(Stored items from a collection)
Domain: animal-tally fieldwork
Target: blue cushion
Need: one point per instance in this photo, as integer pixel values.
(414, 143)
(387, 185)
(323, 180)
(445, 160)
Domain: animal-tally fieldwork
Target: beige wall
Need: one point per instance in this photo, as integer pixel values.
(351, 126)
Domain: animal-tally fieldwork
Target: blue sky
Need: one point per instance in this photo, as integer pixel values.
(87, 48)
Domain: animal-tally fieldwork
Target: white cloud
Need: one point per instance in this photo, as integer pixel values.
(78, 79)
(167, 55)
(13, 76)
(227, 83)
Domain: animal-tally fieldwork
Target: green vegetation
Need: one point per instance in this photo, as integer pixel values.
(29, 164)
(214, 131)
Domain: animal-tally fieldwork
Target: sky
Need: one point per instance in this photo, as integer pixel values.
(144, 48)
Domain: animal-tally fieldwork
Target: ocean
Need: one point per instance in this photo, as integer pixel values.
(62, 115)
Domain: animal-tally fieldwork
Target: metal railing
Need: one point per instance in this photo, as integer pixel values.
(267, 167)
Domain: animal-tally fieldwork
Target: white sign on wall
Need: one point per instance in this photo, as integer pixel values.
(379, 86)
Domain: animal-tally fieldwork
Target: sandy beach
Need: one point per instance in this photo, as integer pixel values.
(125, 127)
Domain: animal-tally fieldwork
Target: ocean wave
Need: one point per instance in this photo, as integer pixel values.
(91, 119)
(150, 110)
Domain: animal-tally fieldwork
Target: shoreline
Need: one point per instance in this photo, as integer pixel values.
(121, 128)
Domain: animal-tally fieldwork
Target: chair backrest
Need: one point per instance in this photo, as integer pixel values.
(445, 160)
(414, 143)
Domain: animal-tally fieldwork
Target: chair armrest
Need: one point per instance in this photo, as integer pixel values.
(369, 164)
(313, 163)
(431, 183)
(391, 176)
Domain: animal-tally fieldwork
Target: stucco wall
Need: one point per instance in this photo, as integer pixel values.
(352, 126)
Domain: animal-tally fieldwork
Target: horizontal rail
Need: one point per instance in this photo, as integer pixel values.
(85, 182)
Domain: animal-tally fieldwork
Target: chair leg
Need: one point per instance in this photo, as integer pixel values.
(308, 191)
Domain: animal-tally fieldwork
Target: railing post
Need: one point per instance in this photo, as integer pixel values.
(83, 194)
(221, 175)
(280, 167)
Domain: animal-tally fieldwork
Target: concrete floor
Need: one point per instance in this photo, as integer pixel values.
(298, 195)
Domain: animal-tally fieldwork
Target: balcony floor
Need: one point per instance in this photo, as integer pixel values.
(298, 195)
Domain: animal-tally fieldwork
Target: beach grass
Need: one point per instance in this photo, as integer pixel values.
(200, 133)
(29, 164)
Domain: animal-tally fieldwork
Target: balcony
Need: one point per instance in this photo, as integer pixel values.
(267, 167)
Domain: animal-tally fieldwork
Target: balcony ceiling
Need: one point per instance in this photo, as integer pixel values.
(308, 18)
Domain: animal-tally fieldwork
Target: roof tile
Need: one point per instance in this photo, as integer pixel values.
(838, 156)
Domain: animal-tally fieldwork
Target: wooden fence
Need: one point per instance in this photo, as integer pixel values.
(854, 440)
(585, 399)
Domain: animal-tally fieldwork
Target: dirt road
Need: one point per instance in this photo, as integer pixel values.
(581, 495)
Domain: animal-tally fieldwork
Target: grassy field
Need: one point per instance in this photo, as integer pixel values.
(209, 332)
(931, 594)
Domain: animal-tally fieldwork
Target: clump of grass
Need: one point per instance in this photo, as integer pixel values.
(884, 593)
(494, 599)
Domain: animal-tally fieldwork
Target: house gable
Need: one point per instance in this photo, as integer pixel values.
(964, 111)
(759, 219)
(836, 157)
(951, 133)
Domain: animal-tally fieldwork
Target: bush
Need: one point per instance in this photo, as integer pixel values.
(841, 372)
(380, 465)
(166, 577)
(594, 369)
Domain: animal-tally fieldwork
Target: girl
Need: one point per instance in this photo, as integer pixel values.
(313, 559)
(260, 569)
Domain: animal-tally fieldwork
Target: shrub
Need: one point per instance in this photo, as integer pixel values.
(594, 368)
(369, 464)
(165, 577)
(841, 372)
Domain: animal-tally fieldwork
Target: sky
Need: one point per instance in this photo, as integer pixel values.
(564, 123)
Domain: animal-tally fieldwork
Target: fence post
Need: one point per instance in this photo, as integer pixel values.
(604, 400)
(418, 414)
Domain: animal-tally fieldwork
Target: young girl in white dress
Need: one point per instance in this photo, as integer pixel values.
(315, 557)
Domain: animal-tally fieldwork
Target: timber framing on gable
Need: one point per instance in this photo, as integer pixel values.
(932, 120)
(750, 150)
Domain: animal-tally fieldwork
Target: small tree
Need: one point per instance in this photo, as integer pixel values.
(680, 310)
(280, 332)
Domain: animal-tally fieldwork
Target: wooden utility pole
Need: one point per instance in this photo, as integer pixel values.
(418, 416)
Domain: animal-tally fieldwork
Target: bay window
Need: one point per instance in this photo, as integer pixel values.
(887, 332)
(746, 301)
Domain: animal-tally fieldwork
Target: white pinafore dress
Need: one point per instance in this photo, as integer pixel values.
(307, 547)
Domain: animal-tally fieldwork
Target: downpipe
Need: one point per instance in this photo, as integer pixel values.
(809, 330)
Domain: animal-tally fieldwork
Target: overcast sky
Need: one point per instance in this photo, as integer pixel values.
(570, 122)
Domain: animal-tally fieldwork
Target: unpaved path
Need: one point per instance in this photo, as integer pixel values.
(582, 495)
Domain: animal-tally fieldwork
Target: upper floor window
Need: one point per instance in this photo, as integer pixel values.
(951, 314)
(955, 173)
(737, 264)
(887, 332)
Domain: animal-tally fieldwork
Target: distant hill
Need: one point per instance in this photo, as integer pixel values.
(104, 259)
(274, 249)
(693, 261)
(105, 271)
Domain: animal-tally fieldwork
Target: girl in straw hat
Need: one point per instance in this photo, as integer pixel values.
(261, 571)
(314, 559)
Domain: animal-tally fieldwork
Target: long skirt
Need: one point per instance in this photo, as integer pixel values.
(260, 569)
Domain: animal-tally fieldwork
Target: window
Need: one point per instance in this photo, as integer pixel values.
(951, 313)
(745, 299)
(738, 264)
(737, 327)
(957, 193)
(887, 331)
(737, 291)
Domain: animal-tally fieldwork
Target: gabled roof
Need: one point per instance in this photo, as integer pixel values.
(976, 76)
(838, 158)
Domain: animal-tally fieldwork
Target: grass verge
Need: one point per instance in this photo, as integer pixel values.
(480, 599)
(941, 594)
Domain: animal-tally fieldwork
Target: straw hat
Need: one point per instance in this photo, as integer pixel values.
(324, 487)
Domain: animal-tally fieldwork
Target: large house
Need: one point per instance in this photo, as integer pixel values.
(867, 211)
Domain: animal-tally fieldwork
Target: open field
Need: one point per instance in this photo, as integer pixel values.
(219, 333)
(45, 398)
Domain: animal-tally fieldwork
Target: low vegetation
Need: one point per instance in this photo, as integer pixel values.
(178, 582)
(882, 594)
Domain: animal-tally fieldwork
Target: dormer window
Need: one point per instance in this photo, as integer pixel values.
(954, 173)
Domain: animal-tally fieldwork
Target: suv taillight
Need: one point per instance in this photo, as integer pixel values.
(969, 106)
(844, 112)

> HOW TO COMPLETE THIS TASK:
If a line contains the string "wooden", it counts toward the total; state that total for the records above and nothing more.

> WORKED SOLUTION:
2